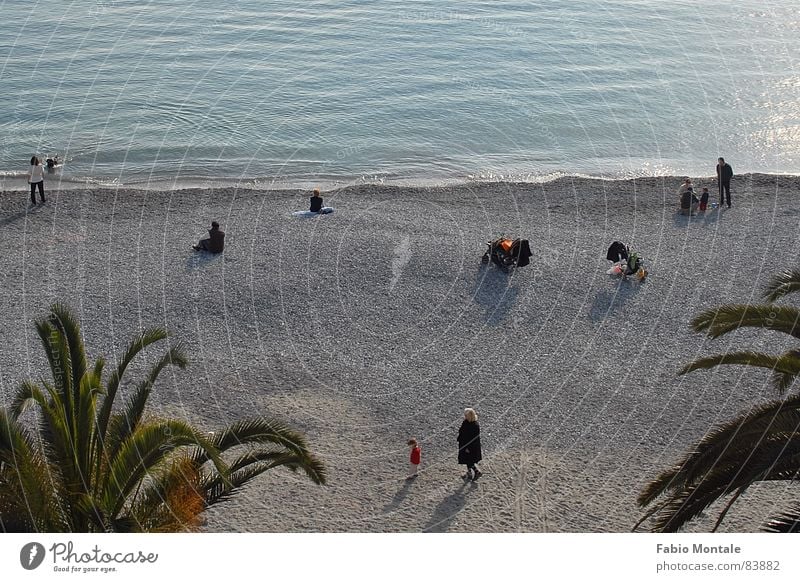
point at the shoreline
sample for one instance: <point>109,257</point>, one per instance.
<point>16,183</point>
<point>377,323</point>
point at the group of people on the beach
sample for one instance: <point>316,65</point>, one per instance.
<point>469,448</point>
<point>36,176</point>
<point>689,202</point>
<point>469,441</point>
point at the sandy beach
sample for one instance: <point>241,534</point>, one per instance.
<point>377,323</point>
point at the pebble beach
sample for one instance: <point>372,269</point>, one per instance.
<point>378,323</point>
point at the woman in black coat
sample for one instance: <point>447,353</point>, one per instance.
<point>469,444</point>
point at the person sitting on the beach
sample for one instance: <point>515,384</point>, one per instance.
<point>316,201</point>
<point>215,242</point>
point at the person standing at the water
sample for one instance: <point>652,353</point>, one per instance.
<point>469,445</point>
<point>724,175</point>
<point>36,180</point>
<point>316,201</point>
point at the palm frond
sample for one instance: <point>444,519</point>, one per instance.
<point>128,420</point>
<point>782,284</point>
<point>734,439</point>
<point>727,318</point>
<point>144,450</point>
<point>257,431</point>
<point>61,318</point>
<point>26,396</point>
<point>140,342</point>
<point>785,522</point>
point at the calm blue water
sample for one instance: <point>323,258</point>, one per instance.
<point>168,92</point>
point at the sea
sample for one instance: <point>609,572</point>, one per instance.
<point>178,93</point>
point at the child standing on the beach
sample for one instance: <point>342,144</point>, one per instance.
<point>704,200</point>
<point>415,459</point>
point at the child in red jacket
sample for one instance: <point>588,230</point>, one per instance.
<point>415,459</point>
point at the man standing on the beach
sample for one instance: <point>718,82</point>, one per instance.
<point>724,175</point>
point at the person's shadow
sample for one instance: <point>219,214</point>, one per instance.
<point>494,290</point>
<point>447,510</point>
<point>199,259</point>
<point>12,218</point>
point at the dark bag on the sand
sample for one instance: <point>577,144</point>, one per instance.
<point>617,252</point>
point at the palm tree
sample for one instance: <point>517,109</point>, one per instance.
<point>762,444</point>
<point>84,464</point>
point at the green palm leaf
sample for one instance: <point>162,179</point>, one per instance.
<point>782,284</point>
<point>96,467</point>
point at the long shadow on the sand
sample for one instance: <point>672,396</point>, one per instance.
<point>610,301</point>
<point>710,216</point>
<point>447,510</point>
<point>12,218</point>
<point>494,290</point>
<point>199,259</point>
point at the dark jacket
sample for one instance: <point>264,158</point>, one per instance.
<point>724,173</point>
<point>216,242</point>
<point>469,443</point>
<point>617,252</point>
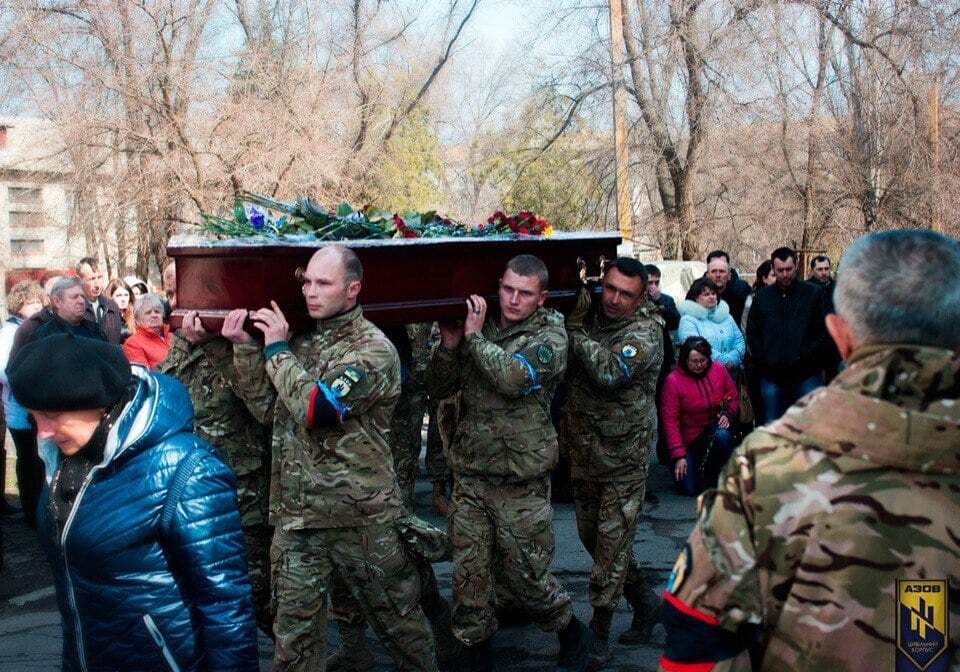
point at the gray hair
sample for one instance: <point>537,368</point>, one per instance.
========================================
WHAT THE TASK REQUIRES:
Copy the listing above word for word, but leave out the pictures.

EXERCISE OUTPUT:
point at the shoreline
sample for one instance: <point>109,257</point>, one per instance.
<point>16,183</point>
<point>377,323</point>
point at the group of people on the beach
sample for one instance: <point>316,65</point>, one per instance.
<point>469,448</point>
<point>36,176</point>
<point>689,202</point>
<point>469,441</point>
point at the sandy beach
sample for one instance: <point>241,534</point>, one per instance.
<point>377,323</point>
point at the pebble beach
sample for one instance: <point>372,269</point>, one per instance.
<point>378,323</point>
point at the woman in black coat
sample for one instance: <point>447,353</point>, one per instance.
<point>469,444</point>
point at the person sitting on the beach
sample for one instance: <point>515,384</point>, one per instance.
<point>316,201</point>
<point>215,242</point>
point at the person standing at the water
sample for one instance: <point>652,353</point>, one per instance.
<point>469,445</point>
<point>724,175</point>
<point>36,180</point>
<point>316,201</point>
point at the palm frond
sample for one instance: <point>444,519</point>, one per instance.
<point>128,420</point>
<point>782,284</point>
<point>734,439</point>
<point>727,318</point>
<point>144,450</point>
<point>257,431</point>
<point>61,318</point>
<point>26,396</point>
<point>140,342</point>
<point>785,522</point>
point at the calm blue water
sample for one instance: <point>323,258</point>, one per instance.
<point>168,92</point>
point at the sea
sample for one instance: <point>609,572</point>, one per instance.
<point>178,93</point>
point at the child standing on the beach
sample for one instance: <point>342,144</point>, one per instance.
<point>704,200</point>
<point>415,459</point>
point at the child in red jacket
sample for one instance: <point>588,230</point>, one per instance.
<point>415,459</point>
point at the man standing on the beach
sample for one instance: <point>718,82</point>, one per instance.
<point>724,175</point>
point at the person's shadow
sample for one instance: <point>219,214</point>, one per instance.
<point>494,290</point>
<point>447,510</point>
<point>199,259</point>
<point>12,218</point>
point at the dark bag on the sand
sample for one instance: <point>577,144</point>, one per instance.
<point>617,252</point>
point at the palm tree
sample for one instance: <point>517,109</point>, one per instance.
<point>762,444</point>
<point>84,464</point>
point at the green palm leaf
sample for one instance: <point>162,179</point>, one per instance.
<point>782,284</point>
<point>96,467</point>
point at the long shadow on the sand
sample for one instance: <point>672,396</point>, one per instance.
<point>610,301</point>
<point>710,216</point>
<point>447,510</point>
<point>12,218</point>
<point>494,290</point>
<point>199,259</point>
point at the dark jacket
sample for one instance: <point>264,158</point>, one per instance.
<point>724,173</point>
<point>216,242</point>
<point>469,443</point>
<point>617,252</point>
point at the gray hair
sample for one instance: <point>537,368</point>, one per instance.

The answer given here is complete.